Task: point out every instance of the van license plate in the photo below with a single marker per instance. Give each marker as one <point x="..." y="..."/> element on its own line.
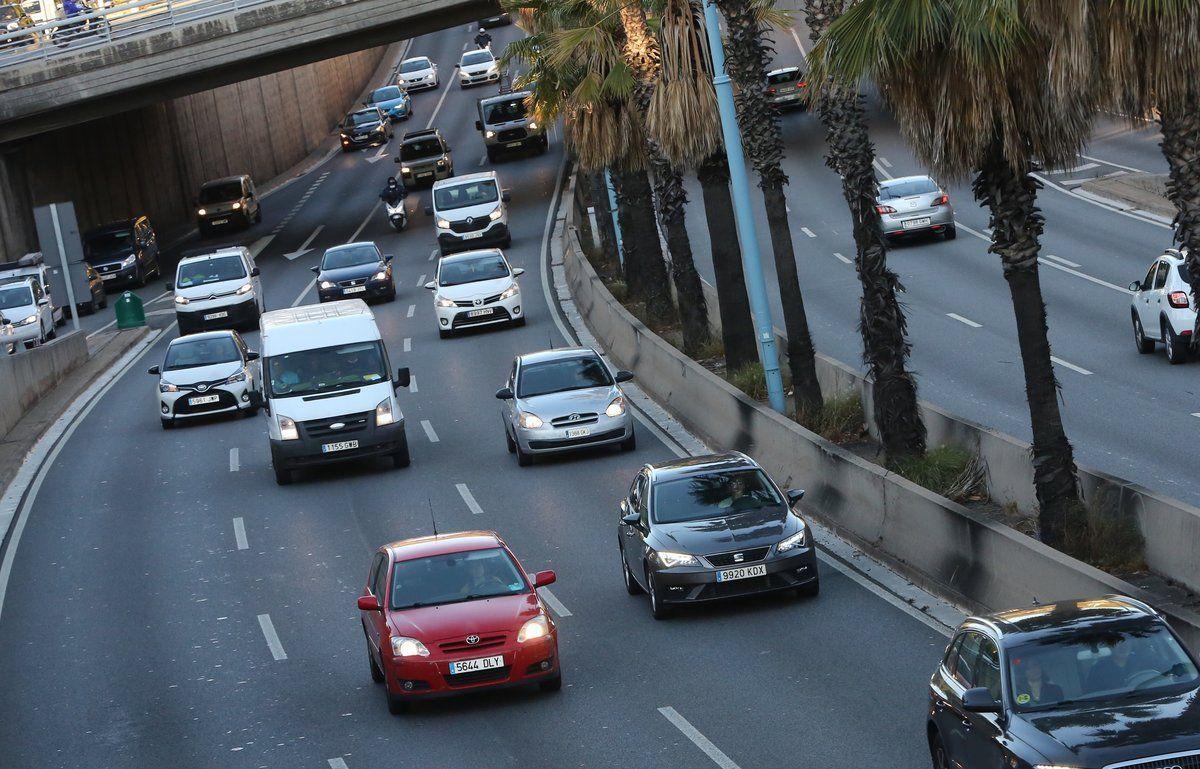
<point x="474" y="666"/>
<point x="742" y="572"/>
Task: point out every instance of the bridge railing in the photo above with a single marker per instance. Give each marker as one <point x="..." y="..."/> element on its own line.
<point x="107" y="25"/>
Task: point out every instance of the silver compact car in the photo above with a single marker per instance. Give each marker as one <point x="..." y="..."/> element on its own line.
<point x="564" y="400"/>
<point x="208" y="373"/>
<point x="915" y="205"/>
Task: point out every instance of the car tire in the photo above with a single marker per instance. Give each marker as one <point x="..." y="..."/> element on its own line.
<point x="1140" y="340"/>
<point x="1176" y="350"/>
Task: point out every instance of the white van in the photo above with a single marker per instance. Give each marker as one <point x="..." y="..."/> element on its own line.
<point x="217" y="289"/>
<point x="329" y="392"/>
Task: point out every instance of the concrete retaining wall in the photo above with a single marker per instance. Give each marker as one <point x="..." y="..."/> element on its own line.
<point x="27" y="376"/>
<point x="153" y="160"/>
<point x="936" y="542"/>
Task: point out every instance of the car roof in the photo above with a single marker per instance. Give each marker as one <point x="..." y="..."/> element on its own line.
<point x="696" y="466"/>
<point x="1039" y="620"/>
<point x="442" y="545"/>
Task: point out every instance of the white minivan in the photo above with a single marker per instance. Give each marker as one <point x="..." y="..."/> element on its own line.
<point x="329" y="391"/>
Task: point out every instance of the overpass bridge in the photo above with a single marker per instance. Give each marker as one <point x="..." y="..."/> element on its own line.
<point x="53" y="76"/>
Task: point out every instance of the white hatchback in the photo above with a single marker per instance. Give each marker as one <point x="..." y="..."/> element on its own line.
<point x="1163" y="310"/>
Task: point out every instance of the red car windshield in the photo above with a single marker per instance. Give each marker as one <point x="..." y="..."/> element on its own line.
<point x="454" y="578"/>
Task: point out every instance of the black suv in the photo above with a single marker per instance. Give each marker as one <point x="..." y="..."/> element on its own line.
<point x="124" y="252"/>
<point x="1084" y="684"/>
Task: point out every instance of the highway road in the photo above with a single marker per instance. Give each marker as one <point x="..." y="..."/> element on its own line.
<point x="167" y="604"/>
<point x="1126" y="414"/>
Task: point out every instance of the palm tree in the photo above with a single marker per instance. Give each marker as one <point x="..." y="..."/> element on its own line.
<point x="882" y="320"/>
<point x="748" y="55"/>
<point x="976" y="89"/>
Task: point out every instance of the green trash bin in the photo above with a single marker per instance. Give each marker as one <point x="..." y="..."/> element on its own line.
<point x="130" y="313"/>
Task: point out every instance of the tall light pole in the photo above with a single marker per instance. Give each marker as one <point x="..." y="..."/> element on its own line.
<point x="748" y="235"/>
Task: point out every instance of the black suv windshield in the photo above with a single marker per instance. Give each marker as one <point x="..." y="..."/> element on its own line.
<point x="712" y="496"/>
<point x="456" y="577"/>
<point x="210" y="271"/>
<point x="327" y="368"/>
<point x="1098" y="666"/>
<point x="563" y="374"/>
<point x="192" y="353"/>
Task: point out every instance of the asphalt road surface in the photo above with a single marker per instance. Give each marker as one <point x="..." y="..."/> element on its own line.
<point x="169" y="606"/>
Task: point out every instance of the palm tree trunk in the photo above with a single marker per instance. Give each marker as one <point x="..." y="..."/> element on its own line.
<point x="1181" y="146"/>
<point x="737" y="323"/>
<point x="882" y="322"/>
<point x="672" y="200"/>
<point x="1017" y="226"/>
<point x="646" y="272"/>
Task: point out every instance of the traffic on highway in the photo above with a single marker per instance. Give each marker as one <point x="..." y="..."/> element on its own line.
<point x="377" y="502"/>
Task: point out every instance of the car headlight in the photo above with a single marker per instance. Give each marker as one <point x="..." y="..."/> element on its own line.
<point x="797" y="540"/>
<point x="529" y="421"/>
<point x="670" y="560"/>
<point x="406" y="647"/>
<point x="537" y="628"/>
<point x="383" y="413"/>
<point x="288" y="428"/>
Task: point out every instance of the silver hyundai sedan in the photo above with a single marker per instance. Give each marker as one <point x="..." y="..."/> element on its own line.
<point x="564" y="400"/>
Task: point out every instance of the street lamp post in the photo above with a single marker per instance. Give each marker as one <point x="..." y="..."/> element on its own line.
<point x="748" y="236"/>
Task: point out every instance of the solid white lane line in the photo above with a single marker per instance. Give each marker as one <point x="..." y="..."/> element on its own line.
<point x="1061" y="260"/>
<point x="966" y="320"/>
<point x="1071" y="366"/>
<point x="553" y="602"/>
<point x="467" y="497"/>
<point x="699" y="739"/>
<point x="273" y="638"/>
<point x="239" y="533"/>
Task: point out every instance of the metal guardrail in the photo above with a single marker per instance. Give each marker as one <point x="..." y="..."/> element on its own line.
<point x="107" y="25"/>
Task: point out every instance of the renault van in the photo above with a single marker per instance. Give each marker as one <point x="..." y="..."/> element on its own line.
<point x="329" y="391"/>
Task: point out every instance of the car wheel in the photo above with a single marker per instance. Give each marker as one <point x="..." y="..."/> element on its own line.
<point x="658" y="610"/>
<point x="1139" y="337"/>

____

▸ **WHAT YOU HAVE TO DO**: Skip the images and write out the rest of the listing exactly.

▸ **CORRECT OUTPUT**:
Task: point out every instance of the van license plate in the photo below with a single marker per instance. Give each marker as one <point x="..." y="..."/> element on its own line.
<point x="474" y="666"/>
<point x="742" y="572"/>
Task: point out every instance of the bridge railing in the photo above with a single marker per instance. Give each marker as one <point x="..." y="..."/> element on its own line.
<point x="107" y="25"/>
Task: point out every instance of the silver compact car in the photo above with a single marker per instance. Give each marker as one <point x="..." y="..."/> element on its own line.
<point x="564" y="400"/>
<point x="208" y="373"/>
<point x="915" y="205"/>
Task: point out every instance of the car tire in the photo above with a single marker per instance. Give each marker as one <point x="..." y="..."/> element on its own line.
<point x="1140" y="340"/>
<point x="1176" y="350"/>
Task: point out every instance of the white van in the photo above with a single marker per instance. Give each marker as one <point x="..." y="..."/> element on its own line.
<point x="217" y="289"/>
<point x="329" y="392"/>
Task: point out every instance of the concrete retaining wall in the photo above with a single marker per instance. Give each marker as one <point x="..." y="..."/> element on its own line.
<point x="27" y="376"/>
<point x="153" y="160"/>
<point x="936" y="542"/>
Task: point out every instance of the car roof in the photo above with a single marker per instance. Give each marker as one <point x="..." y="..."/> element on its own line.
<point x="696" y="466"/>
<point x="1039" y="620"/>
<point x="442" y="545"/>
Task: point out every instance of the white minivan in the photo above with a single marker per instance. Give each marker as one <point x="..." y="..."/> element on its own line.
<point x="329" y="391"/>
Task: point out every instance of the overpass bridge in the photo above with a single marker per instance. Give each marker as one <point x="..." y="..."/> element on its own line.
<point x="53" y="76"/>
Task: point out every instance of the white hatchback in the photo above with a single marker per instance. Give each marker as one <point x="..." y="..."/> element on its own line.
<point x="1163" y="310"/>
Task: point out every instance of the red car windshield in the photo above with a single marker per instance. Give each marker as one <point x="..." y="..."/> element on its own line.
<point x="454" y="578"/>
Task: point out every instance of the black suv in the photo above with a single marker per instance. Give each marker as one <point x="..." y="..."/> element on its own line.
<point x="124" y="252"/>
<point x="1084" y="684"/>
Task: point out every instance of the highway road in the photo above with a single marker per instance. Give each marker as one <point x="..." y="..."/> element on its own line.
<point x="167" y="604"/>
<point x="1126" y="414"/>
Task: point out every instance of the palm tree in the photo above with a single marker per instance. Give each marker as one <point x="..." y="..."/> element on its own line.
<point x="882" y="320"/>
<point x="748" y="55"/>
<point x="976" y="89"/>
Task: point out every instance of the green trash bin in the photo above with a single marker per instance. Give each marker as one <point x="..." y="..."/> element on its own line.
<point x="130" y="313"/>
Task: point out every instance of the tall light pole in the photo above with a single marker per instance. Give each marker as one <point x="..." y="..."/> element on its own line.
<point x="748" y="235"/>
Task: point out every instance of the black suv windshield in the photo above with a single marker per instance. Give each marker as one <point x="..." y="..."/> element on its own line.
<point x="712" y="496"/>
<point x="456" y="577"/>
<point x="210" y="271"/>
<point x="327" y="368"/>
<point x="1098" y="666"/>
<point x="563" y="374"/>
<point x="192" y="353"/>
Task: point out every instance of the asphalt road surface in the photo above with a single marker per instance. Give each marker as one <point x="..." y="..."/> element on its own line.
<point x="169" y="606"/>
Task: point out every instance of the palm tree trunk in the photo above with a single marker per instance. Give each marker as one <point x="..." y="..."/> element on its own line.
<point x="1181" y="146"/>
<point x="737" y="323"/>
<point x="882" y="322"/>
<point x="672" y="200"/>
<point x="1017" y="226"/>
<point x="646" y="272"/>
Task: point out every instance of the traffic on highway in the photo above with a single marker per instance. Give each marker as one <point x="..." y="..."/> element on its own line.
<point x="377" y="502"/>
Task: point out every instance of the car headlight in the photo above with a single marker per instance. Give each marker as one <point x="..." y="..."/> element on its own line.
<point x="797" y="540"/>
<point x="529" y="421"/>
<point x="670" y="560"/>
<point x="406" y="647"/>
<point x="537" y="628"/>
<point x="383" y="413"/>
<point x="288" y="428"/>
Task: point out every instance of the silver hyundai sedan in the photo above with a single marker per instance. Give each marker as one <point x="..." y="..."/> element on its own line.
<point x="564" y="400"/>
Task: point out every instance of the street lamp post in the photo above with a single marker per instance. Give each marker as one <point x="..." y="..."/> element on its own line.
<point x="748" y="236"/>
Task: point out every instance of the solid white lane line in the photo above with a single marker per instance. Give each marker as one <point x="..." y="..."/> element on its own line.
<point x="1061" y="260"/>
<point x="966" y="320"/>
<point x="1071" y="366"/>
<point x="553" y="602"/>
<point x="467" y="497"/>
<point x="699" y="739"/>
<point x="273" y="638"/>
<point x="239" y="533"/>
Task: point out every instance of the metal guardrail in the photo above with a single marker per instance. Give each marker as one <point x="..." y="..."/> element on its own line.
<point x="107" y="25"/>
Task: point out every instance of the renault van in the photo above with a single marker per instance. Give each marker as one <point x="..." y="..."/> element on its own line.
<point x="329" y="391"/>
Task: point out every instance of the car wheel in the photo above with a single marker per instance. Give each marker as one <point x="..." y="..."/> element on its own line.
<point x="658" y="610"/>
<point x="1139" y="337"/>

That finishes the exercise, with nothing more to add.